━━━━━ Dataset extract
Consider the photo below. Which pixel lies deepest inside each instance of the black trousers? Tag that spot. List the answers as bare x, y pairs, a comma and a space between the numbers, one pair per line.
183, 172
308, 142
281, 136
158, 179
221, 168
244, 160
━━━━━━━━━━
- [Work to complete]: You are asked to transcribe all of the data above exactly.

- [Answer below]:
Consider the photo below. Which pixel lies deepest inside each instance of the black trousers? Tag that spot. List the answers as bare x, y pairs, a comma and a space between the numbers, one pair per line.
183, 172
308, 142
281, 136
158, 179
221, 168
244, 160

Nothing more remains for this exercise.